** Start Input **

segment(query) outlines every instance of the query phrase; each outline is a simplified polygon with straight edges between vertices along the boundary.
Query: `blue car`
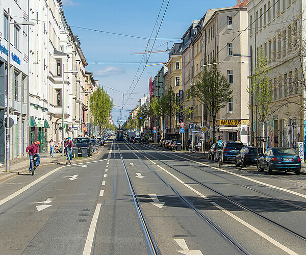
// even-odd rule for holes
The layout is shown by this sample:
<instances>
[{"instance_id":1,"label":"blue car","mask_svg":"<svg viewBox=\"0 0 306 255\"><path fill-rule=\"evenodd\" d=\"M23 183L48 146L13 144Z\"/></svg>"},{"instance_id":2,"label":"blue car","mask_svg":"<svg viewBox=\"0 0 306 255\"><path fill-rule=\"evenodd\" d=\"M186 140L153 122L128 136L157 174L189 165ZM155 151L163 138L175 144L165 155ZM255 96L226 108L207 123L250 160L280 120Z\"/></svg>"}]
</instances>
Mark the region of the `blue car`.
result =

** End Input **

* Work required *
Write out all the records again with "simplified polygon" replaced by "rough polygon" and nothing else changed. Leave the pictures out.

* Exercise response *
segment(query) outlines every instance of the query phrase; each outline is a rough polygon with straight edges between vertices along the boundary.
Query: `blue car`
// even-odd rule for holes
The layout is shown by this sample:
<instances>
[{"instance_id":1,"label":"blue car","mask_svg":"<svg viewBox=\"0 0 306 255\"><path fill-rule=\"evenodd\" d=\"M23 183L48 146L13 144Z\"/></svg>"},{"instance_id":2,"label":"blue car","mask_svg":"<svg viewBox=\"0 0 306 255\"><path fill-rule=\"evenodd\" d=\"M186 140L153 122L128 136L157 174L189 165ZM155 151L163 138L175 144L165 155ZM255 96L226 108L207 123L250 160L280 120Z\"/></svg>"}]
</instances>
Mark the region of the `blue car`.
result =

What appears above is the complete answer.